> **Goal of the exercise**
The full listing, copied exactly and free of pictures, is the expected reply.

--- Data records ---

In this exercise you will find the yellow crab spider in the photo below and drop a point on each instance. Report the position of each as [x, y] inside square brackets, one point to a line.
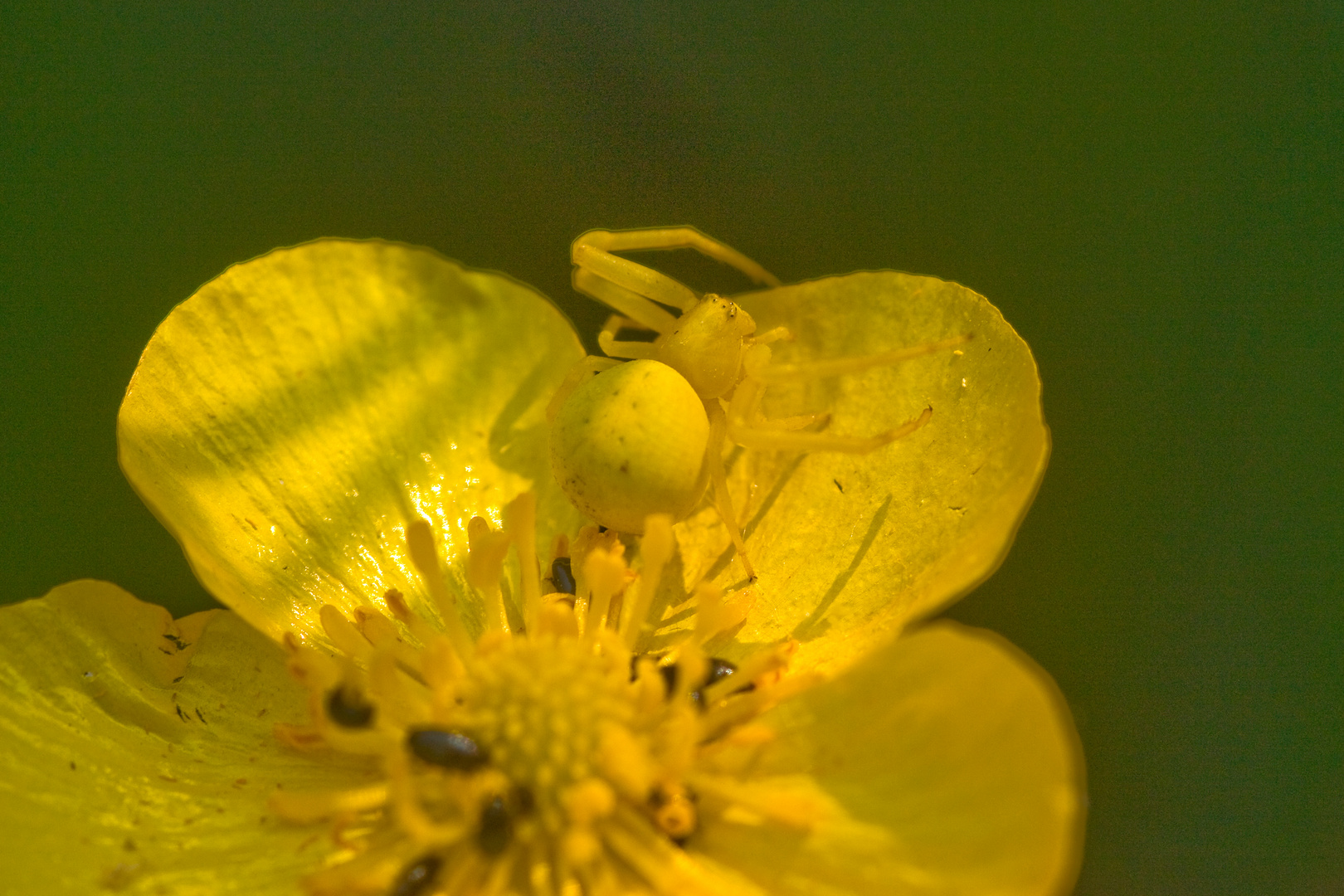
[645, 434]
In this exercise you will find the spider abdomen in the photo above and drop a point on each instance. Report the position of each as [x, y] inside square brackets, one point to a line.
[631, 442]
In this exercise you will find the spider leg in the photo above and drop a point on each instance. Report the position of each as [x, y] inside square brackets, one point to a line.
[616, 348]
[773, 440]
[747, 427]
[587, 367]
[629, 303]
[624, 241]
[840, 366]
[719, 481]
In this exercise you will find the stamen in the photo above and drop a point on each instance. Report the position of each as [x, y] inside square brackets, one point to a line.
[343, 633]
[605, 575]
[520, 524]
[553, 759]
[656, 550]
[485, 553]
[420, 540]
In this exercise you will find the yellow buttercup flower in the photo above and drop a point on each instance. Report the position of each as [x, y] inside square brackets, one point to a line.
[347, 436]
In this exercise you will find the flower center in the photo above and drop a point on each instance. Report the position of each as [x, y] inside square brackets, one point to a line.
[552, 761]
[538, 707]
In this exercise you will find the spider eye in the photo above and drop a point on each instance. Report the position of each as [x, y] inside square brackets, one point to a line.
[417, 878]
[562, 574]
[446, 748]
[348, 709]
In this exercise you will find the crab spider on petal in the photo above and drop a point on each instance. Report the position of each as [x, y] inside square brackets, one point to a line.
[643, 430]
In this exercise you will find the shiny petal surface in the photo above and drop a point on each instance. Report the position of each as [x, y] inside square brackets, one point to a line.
[290, 418]
[953, 767]
[136, 752]
[850, 547]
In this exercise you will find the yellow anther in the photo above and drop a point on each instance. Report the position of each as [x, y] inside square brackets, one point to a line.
[656, 550]
[604, 571]
[485, 553]
[420, 542]
[557, 617]
[717, 613]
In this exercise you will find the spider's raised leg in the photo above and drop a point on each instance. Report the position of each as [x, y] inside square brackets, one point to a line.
[719, 483]
[617, 348]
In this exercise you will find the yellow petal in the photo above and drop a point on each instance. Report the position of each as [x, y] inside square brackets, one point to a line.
[138, 754]
[947, 763]
[288, 419]
[851, 547]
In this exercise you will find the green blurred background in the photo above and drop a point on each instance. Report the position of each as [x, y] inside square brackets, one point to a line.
[1151, 192]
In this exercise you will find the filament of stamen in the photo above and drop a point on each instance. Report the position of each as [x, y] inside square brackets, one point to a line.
[420, 542]
[656, 550]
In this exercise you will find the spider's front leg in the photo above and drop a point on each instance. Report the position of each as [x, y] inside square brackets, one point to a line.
[636, 290]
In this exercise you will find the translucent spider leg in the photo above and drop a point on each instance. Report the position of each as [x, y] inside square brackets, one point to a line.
[747, 427]
[719, 483]
[617, 348]
[629, 286]
[587, 367]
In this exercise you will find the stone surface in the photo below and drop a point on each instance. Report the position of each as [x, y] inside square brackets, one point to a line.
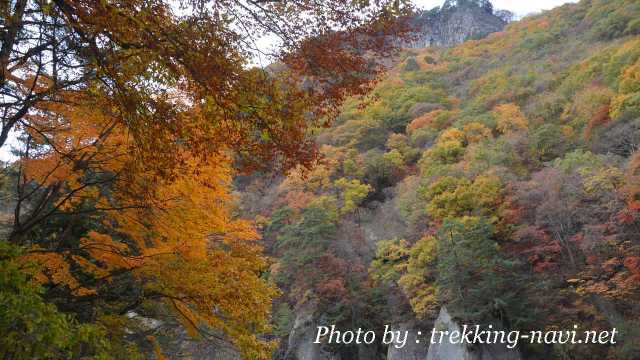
[456, 22]
[412, 350]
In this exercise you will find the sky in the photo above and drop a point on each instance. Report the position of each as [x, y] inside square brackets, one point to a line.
[518, 7]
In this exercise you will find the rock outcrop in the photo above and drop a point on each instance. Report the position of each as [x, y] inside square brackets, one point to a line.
[413, 350]
[455, 22]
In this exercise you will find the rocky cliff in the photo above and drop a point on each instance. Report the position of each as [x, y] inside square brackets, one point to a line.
[457, 21]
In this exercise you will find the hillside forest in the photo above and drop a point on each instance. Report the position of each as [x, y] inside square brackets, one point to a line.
[166, 190]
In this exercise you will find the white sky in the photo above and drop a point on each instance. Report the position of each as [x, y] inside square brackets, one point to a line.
[519, 7]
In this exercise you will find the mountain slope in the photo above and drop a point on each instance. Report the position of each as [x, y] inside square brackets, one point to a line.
[500, 178]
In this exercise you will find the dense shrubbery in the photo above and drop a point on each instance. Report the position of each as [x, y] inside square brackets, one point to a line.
[514, 163]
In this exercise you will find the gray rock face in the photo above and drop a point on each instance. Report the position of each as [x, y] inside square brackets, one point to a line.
[300, 343]
[456, 22]
[450, 351]
[412, 350]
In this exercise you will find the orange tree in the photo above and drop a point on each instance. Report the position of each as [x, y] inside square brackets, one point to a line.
[133, 117]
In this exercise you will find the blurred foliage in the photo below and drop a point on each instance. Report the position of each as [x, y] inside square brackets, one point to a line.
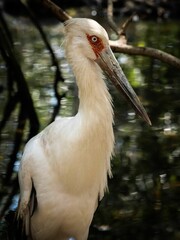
[144, 194]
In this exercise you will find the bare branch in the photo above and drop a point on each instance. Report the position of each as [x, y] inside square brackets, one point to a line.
[58, 12]
[143, 51]
[111, 22]
[126, 24]
[121, 45]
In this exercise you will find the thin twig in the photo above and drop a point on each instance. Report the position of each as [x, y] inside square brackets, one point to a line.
[58, 12]
[111, 22]
[124, 26]
[145, 51]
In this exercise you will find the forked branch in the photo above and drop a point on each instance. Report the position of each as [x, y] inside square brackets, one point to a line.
[121, 45]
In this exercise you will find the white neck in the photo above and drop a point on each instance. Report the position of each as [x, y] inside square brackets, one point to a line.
[95, 119]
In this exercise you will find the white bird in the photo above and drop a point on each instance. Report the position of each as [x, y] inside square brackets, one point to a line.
[63, 172]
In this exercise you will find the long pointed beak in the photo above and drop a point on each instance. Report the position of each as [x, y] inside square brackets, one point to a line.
[108, 63]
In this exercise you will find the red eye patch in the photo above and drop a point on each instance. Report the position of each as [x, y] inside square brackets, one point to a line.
[96, 44]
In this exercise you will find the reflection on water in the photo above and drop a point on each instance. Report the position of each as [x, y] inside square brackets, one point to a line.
[144, 194]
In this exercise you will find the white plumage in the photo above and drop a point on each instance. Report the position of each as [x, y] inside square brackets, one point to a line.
[68, 162]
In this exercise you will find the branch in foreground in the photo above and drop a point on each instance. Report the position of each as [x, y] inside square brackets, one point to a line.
[143, 51]
[117, 46]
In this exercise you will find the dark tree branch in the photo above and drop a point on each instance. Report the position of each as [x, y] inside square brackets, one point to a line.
[120, 44]
[57, 11]
[58, 76]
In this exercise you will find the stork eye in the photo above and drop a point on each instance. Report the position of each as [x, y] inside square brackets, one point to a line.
[94, 39]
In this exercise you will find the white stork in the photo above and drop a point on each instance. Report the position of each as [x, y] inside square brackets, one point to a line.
[64, 168]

---

> **Result**
In this exercise you will find the yellow crab spider in the photo below and drop a point on each instance. Report the position of each as [x, y] inside square brackets, one point to a line.
[645, 434]
In this exercise you will find the spider abdomen in the photo above and drop a point on each instance. Report the position of each as [x, y] inside square brackets, one point to a line.
[631, 442]
In this exercise you will find the spider leg in the photo above and drop a point on each instance. Report the position of each as [x, y] inside square brackets, one point to a line.
[616, 348]
[773, 440]
[747, 427]
[587, 367]
[629, 303]
[624, 241]
[840, 366]
[719, 481]
In this exercise you will find the stamen in the photo above and drop a point on each instance. Report the position of each as [x, y] inside square brackets, one point to a line.
[343, 633]
[605, 575]
[520, 524]
[553, 759]
[656, 550]
[485, 553]
[420, 540]
In this exercise you will find the yellow buttercup flower in the photo above and drop a point on each instance. Report the position of each as [x, y] inside square brackets, one point to a line.
[347, 436]
In this exercise you will find the flower center in the photo above and drop a point on each instance. Report the position of each as [x, y] inside square brackets, one point to a line.
[552, 761]
[538, 707]
In this exercise you will find the spider eye in the photo above and drop a point on each instance. Report the position of each as [x, y] inside square brackets, one point to a line.
[417, 878]
[562, 574]
[446, 748]
[348, 709]
In this exercise you will find the crab spider on petal in the photo above and drop a point on each instance. Report the position of each as [x, y] inside square brackets, one point to a line.
[643, 430]
In this exercise you will find the shiny petal surface in the photo above and drop a point on each instance. Report the position of each as [x, y] inside square brackets, one point to a line.
[290, 418]
[953, 767]
[136, 752]
[850, 547]
In this exercise you will find the yellow anther in the photo above and drop a point on each instance. Report the position of each as [x, y] inside square brackets, one point to a line.
[656, 550]
[604, 571]
[485, 553]
[420, 542]
[557, 617]
[717, 613]
In this exercise you will find the spider's raised leg in the photo above and drop a point on each instance. Report the position of each as [x, y] inside square brackets, one point to a line.
[719, 483]
[617, 348]
In this exercise you will find the yellow petal in the photo above and drop a point on each instance. Report the position of each as [x, y] inside square brackets, one point to a line.
[138, 754]
[947, 763]
[288, 419]
[851, 547]
In this exercise you will find the green blurred background in the photo above and drop a point on each instance. Report the position of each as [x, y] inside square brackets, one point to a line.
[1151, 192]
In this exercise you will find the filament of stamen in the photo above and drop a point on each instance. Report the position of each as [x, y] inside square brackets, one point to a line.
[420, 542]
[656, 550]
In this exercise you will find the spider's front leg in the photo above and drop a point on each instance. Report the position of each as [x, y] inside square brackets, one point to a line.
[636, 290]
In this exercise you will find the translucent spider leg in the photo above and drop a point on each instance. Report the position of each as [x, y] inside square brackets, one point to a line.
[747, 427]
[719, 483]
[617, 348]
[629, 286]
[587, 367]
In this exercise you will find the stone surface in the photo below and drop a point on each instance. Report the position of each as [x, y] inside square brackets, one point to a line.
[456, 22]
[412, 350]
In this exercise you will find the sky in the photo above and drop a point on each instance. Report the position of each as [x, y] inside square brackets, one point to a line.
[518, 7]
In this exercise you will find the rock outcrop in the photo above and drop a point on each instance. Report the position of each as [x, y] inside square brackets, one point to a line.
[413, 350]
[455, 22]
In this exercise you will find the rocky cliff in the photo above and drop a point on each instance. Report the position of each as [x, y] inside square brackets, one point to a line.
[457, 21]
In this exercise you will find the hillside forest in the photo above and drop a point on each instance. Report the position of each as [x, y] inside square brackets, one point to a line.
[166, 190]
In this exercise you will find the white sky in the photo above and drop a point on each instance. Report the position of each as [x, y] inside square brackets, one point to a line.
[519, 7]
In this exercise you will find the mountain slope in the photo above and drop a point on each instance. Report the position of each as [x, y] inside square brackets, one point to a line.
[500, 178]
In this exercise you will find the dense shrubbery in the photo above and drop a point on each instance. Report the position of each as [x, y] inside square brackets, one point to a line.
[514, 163]
In this exercise you will find the gray rock face in the photo above and drop a point on each instance. Report the position of each as [x, y] inside square brackets, one point to a line.
[300, 343]
[456, 22]
[450, 351]
[412, 350]
In this exercise you will find the orange tree in the photo above and drop a point on each instance. Report the position of each as [x, y] inside square brackets, one point to a line.
[133, 117]
In this exercise you will find the blurred foliage in the photo below and drop a point on each instance. Report the position of each as [x, y] inside square brackets, one point to a line.
[144, 194]
In this exercise you will find the bare branch in the photo above and drop a point on each instance. Report the position of each as [x, y] inside square brackets, one point to a line.
[58, 12]
[143, 51]
[111, 22]
[126, 24]
[121, 45]
In this exercise you will find the thin twig in the photo above and drop a point on each instance. Report the position of each as [x, y] inside square brackets, one point to a line.
[58, 12]
[111, 22]
[124, 26]
[145, 51]
In this exercise you will find the forked branch in the photo above and drop a point on each instance. Report the position of each as [x, y] inside square brackets, one point to a line.
[121, 45]
In this exercise you will find the white neck in the photo above and drop a point on each instance. Report the position of each as [x, y] inside square brackets, one point to a line.
[95, 119]
In this exercise you will find the white bird in the photo above and drop a point on each instance. Report the position of each as [x, y] inside square brackets, one point to a line.
[63, 172]
In this exercise you will find the long pointed beak in the photo above and drop a point on each instance. Report the position of each as [x, y] inside square brackets, one point to a line.
[108, 63]
In this exercise you will find the red eye patch in the photo above and drop a point on each instance. Report the position of each as [x, y] inside square brackets, one point to a line.
[96, 44]
In this exercise you will find the reflection on water in the photo above and drop a point on each instance. Report the position of each as [x, y] inside square brackets, one point to a line.
[144, 194]
In this exercise you will find the white plumage in the photo above and drop a point on each instance. Report the position of each as [x, y] inside square brackets, one point to a line.
[68, 162]
In this exercise you will find the branch in foreground in the photo above and drop a point on each instance. Report the position of each as [x, y] inside square brackets, one point to a line.
[143, 51]
[117, 46]
In this exercise you will find the dark tree branch in the photo above and drop a point on each instance. Report the position of each as [x, y] inside square brackets, one point to a line.
[120, 44]
[57, 11]
[58, 76]
In this exercise you will find the stork eye in the photo above and drop a point on each instance. Report the position of each as [x, y] inside square brackets, one point to a line.
[94, 39]
In this exercise you will find the white stork in the photo above and drop a point on each instance. Report the position of each as [x, y] inside square brackets, one point to a line.
[64, 168]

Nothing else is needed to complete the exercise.